═══ DATA EXTRACT

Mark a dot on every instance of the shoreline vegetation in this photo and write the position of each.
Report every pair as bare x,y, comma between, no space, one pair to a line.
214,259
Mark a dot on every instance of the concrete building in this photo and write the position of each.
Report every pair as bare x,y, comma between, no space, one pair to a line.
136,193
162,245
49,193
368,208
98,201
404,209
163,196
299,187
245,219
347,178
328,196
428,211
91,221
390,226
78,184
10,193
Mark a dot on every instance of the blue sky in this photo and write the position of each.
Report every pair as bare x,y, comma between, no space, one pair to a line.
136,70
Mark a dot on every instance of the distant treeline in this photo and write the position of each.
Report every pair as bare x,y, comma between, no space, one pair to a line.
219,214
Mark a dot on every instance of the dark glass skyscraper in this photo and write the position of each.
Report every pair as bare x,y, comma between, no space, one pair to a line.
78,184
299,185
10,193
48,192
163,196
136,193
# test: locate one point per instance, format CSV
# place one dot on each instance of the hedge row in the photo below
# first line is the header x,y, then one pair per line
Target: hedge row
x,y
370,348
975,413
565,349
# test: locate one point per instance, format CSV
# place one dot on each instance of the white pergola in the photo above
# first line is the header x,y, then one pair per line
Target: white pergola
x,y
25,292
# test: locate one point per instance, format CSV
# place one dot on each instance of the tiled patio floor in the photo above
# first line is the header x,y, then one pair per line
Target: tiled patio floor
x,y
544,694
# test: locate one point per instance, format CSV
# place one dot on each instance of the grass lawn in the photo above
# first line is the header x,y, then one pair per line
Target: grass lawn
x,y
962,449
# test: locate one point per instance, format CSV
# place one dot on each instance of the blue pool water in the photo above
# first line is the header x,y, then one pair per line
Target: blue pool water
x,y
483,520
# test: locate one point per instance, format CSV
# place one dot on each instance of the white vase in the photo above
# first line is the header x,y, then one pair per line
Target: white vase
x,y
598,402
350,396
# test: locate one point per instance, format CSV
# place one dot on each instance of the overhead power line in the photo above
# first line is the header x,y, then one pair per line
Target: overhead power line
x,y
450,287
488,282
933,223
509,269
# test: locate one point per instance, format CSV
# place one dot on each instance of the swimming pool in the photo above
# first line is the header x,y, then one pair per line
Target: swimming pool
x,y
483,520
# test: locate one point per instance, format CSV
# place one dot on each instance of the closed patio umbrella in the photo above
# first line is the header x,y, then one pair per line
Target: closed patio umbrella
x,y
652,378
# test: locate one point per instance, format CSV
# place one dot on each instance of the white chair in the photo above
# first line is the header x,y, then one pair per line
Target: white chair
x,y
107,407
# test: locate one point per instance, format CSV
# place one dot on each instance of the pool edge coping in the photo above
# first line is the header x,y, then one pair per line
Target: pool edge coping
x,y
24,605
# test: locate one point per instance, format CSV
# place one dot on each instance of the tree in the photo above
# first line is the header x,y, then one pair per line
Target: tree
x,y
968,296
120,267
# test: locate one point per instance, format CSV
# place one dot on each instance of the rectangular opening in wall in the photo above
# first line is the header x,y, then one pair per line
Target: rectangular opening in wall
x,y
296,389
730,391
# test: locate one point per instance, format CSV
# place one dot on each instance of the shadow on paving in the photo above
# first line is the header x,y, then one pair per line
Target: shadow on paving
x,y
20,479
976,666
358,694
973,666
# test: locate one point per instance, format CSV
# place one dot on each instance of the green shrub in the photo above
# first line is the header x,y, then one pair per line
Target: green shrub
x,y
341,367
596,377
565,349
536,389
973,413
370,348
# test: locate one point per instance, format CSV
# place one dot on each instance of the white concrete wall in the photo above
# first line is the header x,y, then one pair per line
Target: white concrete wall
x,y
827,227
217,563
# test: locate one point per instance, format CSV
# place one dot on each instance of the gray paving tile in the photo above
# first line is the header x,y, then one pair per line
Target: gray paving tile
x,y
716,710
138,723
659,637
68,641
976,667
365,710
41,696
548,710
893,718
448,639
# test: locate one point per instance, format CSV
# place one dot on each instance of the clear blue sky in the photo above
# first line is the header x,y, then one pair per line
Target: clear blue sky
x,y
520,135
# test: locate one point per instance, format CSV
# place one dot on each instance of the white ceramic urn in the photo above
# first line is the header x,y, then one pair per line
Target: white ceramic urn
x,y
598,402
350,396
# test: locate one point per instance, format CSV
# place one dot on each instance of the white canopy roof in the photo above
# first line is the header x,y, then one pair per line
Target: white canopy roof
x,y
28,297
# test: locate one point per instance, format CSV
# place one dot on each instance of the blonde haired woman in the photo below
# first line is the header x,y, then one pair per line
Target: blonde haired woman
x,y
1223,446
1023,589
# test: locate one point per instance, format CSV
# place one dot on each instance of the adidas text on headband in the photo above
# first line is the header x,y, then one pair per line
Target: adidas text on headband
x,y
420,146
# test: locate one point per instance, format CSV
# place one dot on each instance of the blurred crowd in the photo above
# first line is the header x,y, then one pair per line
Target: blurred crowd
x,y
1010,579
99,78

══════

■ EXERCISE: The full set of records should be duplicated exactly.

■ ANSWER IN FULL:
Mark a dot on every instance of the shoreline vegetation in this photo and write the position of each.
Report every pair as bare x,y, comma between, no space, one pair to a line.
214,259
Mark a dot on every instance of the concrete building in this photo and write the position of each.
Report every pair as bare x,y, comma between, no space, one pair to a line.
136,193
162,245
49,193
368,208
98,201
404,209
163,196
299,187
245,219
347,178
328,196
428,211
91,221
390,226
78,184
10,193
Mark a dot on every instance of the blue sky in this photo and write the position of each.
Report every pair as bare x,y, comma between, no space, one pair to a line.
136,70
Mark a dot on every instance of the distant treeline in this photo and write the position of each.
Report every pair as bare x,y, comma between, no space, one pair to a line.
219,214
Mark a dot on every instance of the dark glass skyscraper in this photo and write the position of each.
Report every pair as bare x,y, comma between, no space, one pair to a line.
78,184
299,185
10,193
48,192
163,196
136,193
# test: locate one point per instance, format CSV
# place one dot on each instance of the hedge row in the photo below
# first line is the header x,y, then one pair per line
Target: hedge row
x,y
370,348
975,413
565,349
# test: locate one point per instance, format CSV
# place one dot on each instance of the white pergola in the photo above
# first line is the header x,y, then one pair per line
Target: white pergola
x,y
25,292
# test: locate one point per instance, format CSV
# place one dot on each instance of the tiled patio floor in the photo above
# first line is the header x,y, then one pair per line
Target: tiled patio floor
x,y
544,694
# test: locate one point per instance, format CSV
# place one dot on each instance of the grass lawn in the photo above
# first line is the header x,y, then one pair per line
Target: grass lawn
x,y
962,449
# test: locate one point per instance, format CSV
# place one dot on each instance of the blue pool water in the photo above
# first line is the header x,y, then one pair per line
Target: blue pool water
x,y
483,520
# test: locate one point per instance, format CSV
# place one dot on each instance of the white vase in the photo above
# first line is the header x,y, then one pair per line
Target: white vase
x,y
598,402
350,396
# test: locate one point per instance, format CSV
# place one dot on each instance of the overhead power line in the photo above
# first line is the header x,y, then one pair per line
Target: overhead power line
x,y
450,287
488,282
933,223
509,269
# test: locate one point per instance, format CSV
# place one dot on each instance of the swimming pool in the photo above
# first line is the header x,y, then one pair per line
Target: swimming pool
x,y
483,520
# test: locate one point per instance, format CSV
# place one dot on each instance of the closed patio umbrella in the photo above
# first line is the header x,y, then one pair per line
Target: closed patio umbrella
x,y
652,378
# test: locate one point per instance, format CSV
# place one dot on each instance of the white chair in the photo above
# first line is the header x,y, then one pair per line
Target: white chair
x,y
107,407
# test: locate one point per instance, format CSV
# place one dot on each instance of the pool edge coping in the photo above
# first line is the header x,y, then one pair per line
Target: pool edge coping
x,y
24,605
# test: locate one point per instance, format CSV
# place one dot on each instance of the tree in the photo above
# first line is the header x,y, then one pair per line
Target: tree
x,y
968,296
120,267
# test: locate one point per instance, format CSV
# place one dot on each instance of the rectangular opening in wall in the photo above
# first line is the header x,y, then one pair per line
Target: rectangular opening in wall
x,y
296,389
730,391
# test: locate one point per instance, format CSV
# place one dot on each instance of the shadow on paving in the photo above
# first line is the header x,y, then one pair per line
Target: shadow on paving
x,y
20,479
976,666
358,694
973,666
# test: locate one point per instance, format CSV
# place one dot on each instance of the green shrub in the photo above
# first line is the header x,y, then one pair per line
Target: green shrub
x,y
341,367
596,377
565,349
536,389
973,413
370,348
# test: locate one point per instance, format CSV
# place one dot on each instance of the white concrete wall in the photo above
# first line is the header x,y, then one pair per line
Target: white concrete wall
x,y
827,227
217,563
# test: locate one point per instance, format CSV
# place one dot on each instance of the gray paving tile in the photo above
# first line is the header x,y, then one pair per line
Target: gray paving tile
x,y
716,710
138,723
659,637
68,641
976,667
365,710
41,696
548,710
893,718
448,639
# test: locate one point per instance, format CSV
# place one dot on each instance of the clear blue sky in the photo above
# first line is the header x,y, then one pair per line
Target: clear blue sky
x,y
520,135
# test: locate one point per instance, format CSV
# place one dot on each instance of the white ceramic urn in the photo above
# first line is the header x,y, then one pair per line
Target: white ceramic urn
x,y
598,402
350,396
# test: locate one point per instance, format CSV
# place one dot on each instance of the white canopy roof in the photo above
# first line is the header x,y, then one pair per line
Target: white canopy roof
x,y
28,297
# test: locate one point per instance, format CSV
# place one dot on each instance of the blonde haired woman in the photo below
# first line is the header x,y, then one pair per line
Target: blonde haired woman
x,y
1223,446
1023,589
# test: locate one point per instance, format CSV
# place one dot on each instance of the adidas text on headband in the photo above
# first line is the header x,y, then one pair per line
Target: adidas text on headband
x,y
420,146
# test: locate one point per instance, format CSV
# place one dot on each instance of the blurred crowd in the photo above
# first line is the header x,y, then one pair per line
Target: blurred crowd
x,y
1010,579
99,78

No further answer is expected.